What you need to do
An exact repetition of the data is required; no picture should appear in it.

*** Data records ***

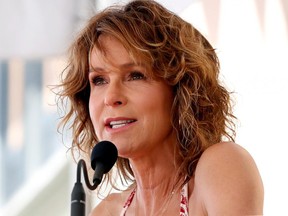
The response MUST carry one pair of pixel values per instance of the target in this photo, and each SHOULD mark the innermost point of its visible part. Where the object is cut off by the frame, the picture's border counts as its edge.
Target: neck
(156, 180)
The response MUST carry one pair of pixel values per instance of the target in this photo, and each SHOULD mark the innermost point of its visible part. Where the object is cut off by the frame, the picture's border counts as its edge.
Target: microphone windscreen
(106, 153)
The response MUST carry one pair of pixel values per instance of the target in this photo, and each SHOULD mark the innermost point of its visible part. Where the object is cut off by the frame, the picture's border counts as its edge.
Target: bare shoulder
(228, 182)
(111, 205)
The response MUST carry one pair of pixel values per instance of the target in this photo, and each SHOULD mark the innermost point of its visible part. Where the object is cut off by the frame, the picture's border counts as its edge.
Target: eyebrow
(123, 66)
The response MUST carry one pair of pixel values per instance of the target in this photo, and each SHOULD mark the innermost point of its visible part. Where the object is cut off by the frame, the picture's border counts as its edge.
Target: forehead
(109, 51)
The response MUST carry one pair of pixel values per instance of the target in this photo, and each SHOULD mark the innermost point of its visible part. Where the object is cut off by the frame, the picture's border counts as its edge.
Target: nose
(115, 95)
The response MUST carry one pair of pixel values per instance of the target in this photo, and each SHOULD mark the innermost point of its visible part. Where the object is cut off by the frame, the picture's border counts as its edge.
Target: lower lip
(120, 129)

*** End of Data records ***

Your solution
The response MUST carry one pair of pixel values per instance of the target in this photo, and each SHOULD mark the innermost point of its visible part. Where the object is cut off by the frame, the picture's border counts as its edge.
Target: neck
(156, 180)
The response MUST carry one pair of pixel values per instance of the target in this photo, and each SHOULD mark the innermost point of its visible part. Where the object is cut off by the frame, the picture's border counts as its edge.
Target: microphone windscreen
(106, 153)
The response MUST carry one pair of pixel values per instance of the target in this photo, and each SHOULD mark the innermost point of its visible part. Where the object is cut off by the frame, the picture's border counts as its edge.
Target: bare shoulder
(228, 182)
(111, 205)
The response MUST carry one pair of pixel values per instance of the target in this photo, and each SHOULD mark the innermost point of its visible part. Where the object is cut off by the frame, the picture's border counts as its edge.
Target: eyebrow
(123, 66)
The response MUST carry one pair of pixel values per instance of the target in this photo, and each SHOULD mark the innermost point of its visible part. Where the object is cut off by the frame, the picture's border counts as its edge.
Target: forehead
(109, 51)
The response MUST carry one pair of pixel values per instance of the target in this photo, and each SHOULD mark the innermost point of its visible part. Where the object is cut off by the frame, the picture's border counts as its edge.
Target: nose
(115, 95)
The response MUST carry one pair of pixel values per instance of the target in this photo, and each SHOULD mark the innermost point of its visible part. Where the object is cut off by the frame, the picture's border counts as its edge.
Target: lower lip
(120, 129)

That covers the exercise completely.